DOCUMENT TEXT |
Figure 3 shows how these
problems distort standard measures of fit quality. It displays the results
of weighted least-squares fits to the ETFE simulations in
Fig. 2 with the model
(5)$$H_1(\omega;
{\boldsymbol{\theta}}) = \theta_1\exp(i\omega\theta_2),$$
which rescales the input by an amplitude $\theta _1$ and shifts it by a delay $\theta _2$ when we adopt the $\exp (-i\omega
t)$ convention for harmonic time dependence.

ENTRIES |
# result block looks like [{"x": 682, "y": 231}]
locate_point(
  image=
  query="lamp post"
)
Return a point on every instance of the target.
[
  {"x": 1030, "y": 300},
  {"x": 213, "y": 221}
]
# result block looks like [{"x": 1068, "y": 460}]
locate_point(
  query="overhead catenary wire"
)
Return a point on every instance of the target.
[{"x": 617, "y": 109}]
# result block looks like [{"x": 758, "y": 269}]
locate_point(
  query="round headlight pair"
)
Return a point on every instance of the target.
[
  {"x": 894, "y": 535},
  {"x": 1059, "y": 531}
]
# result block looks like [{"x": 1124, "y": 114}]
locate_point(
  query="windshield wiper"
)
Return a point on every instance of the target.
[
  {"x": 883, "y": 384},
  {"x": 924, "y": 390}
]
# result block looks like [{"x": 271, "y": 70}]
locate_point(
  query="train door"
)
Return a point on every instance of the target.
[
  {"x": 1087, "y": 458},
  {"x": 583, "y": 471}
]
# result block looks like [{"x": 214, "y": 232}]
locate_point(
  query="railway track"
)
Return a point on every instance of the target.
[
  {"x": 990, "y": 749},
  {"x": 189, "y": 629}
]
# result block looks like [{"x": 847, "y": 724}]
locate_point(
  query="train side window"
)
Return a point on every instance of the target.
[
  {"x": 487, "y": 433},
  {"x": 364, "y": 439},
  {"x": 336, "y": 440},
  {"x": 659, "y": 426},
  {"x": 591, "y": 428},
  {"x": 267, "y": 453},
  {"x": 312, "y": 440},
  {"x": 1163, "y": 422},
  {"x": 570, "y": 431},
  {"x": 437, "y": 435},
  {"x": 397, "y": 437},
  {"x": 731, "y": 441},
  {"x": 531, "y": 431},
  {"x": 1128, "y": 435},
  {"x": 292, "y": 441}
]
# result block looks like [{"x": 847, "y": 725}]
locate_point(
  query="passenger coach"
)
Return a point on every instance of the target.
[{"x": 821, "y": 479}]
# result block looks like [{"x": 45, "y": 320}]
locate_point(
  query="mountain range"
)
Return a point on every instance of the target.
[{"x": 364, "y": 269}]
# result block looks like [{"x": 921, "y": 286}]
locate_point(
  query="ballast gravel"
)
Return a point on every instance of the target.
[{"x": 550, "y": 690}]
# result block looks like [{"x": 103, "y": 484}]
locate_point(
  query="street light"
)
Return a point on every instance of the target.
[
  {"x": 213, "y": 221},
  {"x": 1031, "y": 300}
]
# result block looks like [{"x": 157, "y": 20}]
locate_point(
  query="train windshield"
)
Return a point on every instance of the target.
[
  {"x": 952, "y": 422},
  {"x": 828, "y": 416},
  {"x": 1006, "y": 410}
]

WRITTEN PROBLEM | Continue the passage on fitting the ETFE simulations from the point where it stops.

RESULT BELOW |
For each fit, the estimated parameter vector ${\boldsymbol {\hat {\theta
}}}$ is chosen to minimize (6)$$Q_{\textrm{ETFE}}({\boldsymbol{\theta}}) = \sum_{l =
0}^{N-1}\frac{\left|\hat{H}_{\textrm{ETFE}}(\omega_l) -
H_1(\omega_l;{\boldsymbol{\theta}})\right|^{2}}{\sigma_{\omega_l}^{2}},$$
where each $\sigma _{\omega _l}^{2} =
(\textrm{Var}\{\textrm{Re} [\hat {H}_{\textrm{ETFE}}(\omega _l)]\}
+\textrm{Var}\{\textrm{Im} [\hat {H}_{\textrm{ETFE}}(\omega
_l)]\})$ is determined from the Monte Carlo
samples. These fits return accurate estimates for the model
parameters—over all simulated samples, we obtain $\hat {\theta }_1= 1.000\pm
0.005$ and $\hat {\theta }_2 = (0.0\pm
0.8)~\textrm{fs}$, which are consistent with the true
values, $\theta _1=1$ and $\theta _2=0$, used in the simulation. But the
normalized fit residuals, given by (7)$$r_{\textrm{ETFE}}(\omega_l;
{\boldsymbol{\hat{\theta}}}) = \frac{\hat{H}_{\textrm{ETFE}}(\omega_l)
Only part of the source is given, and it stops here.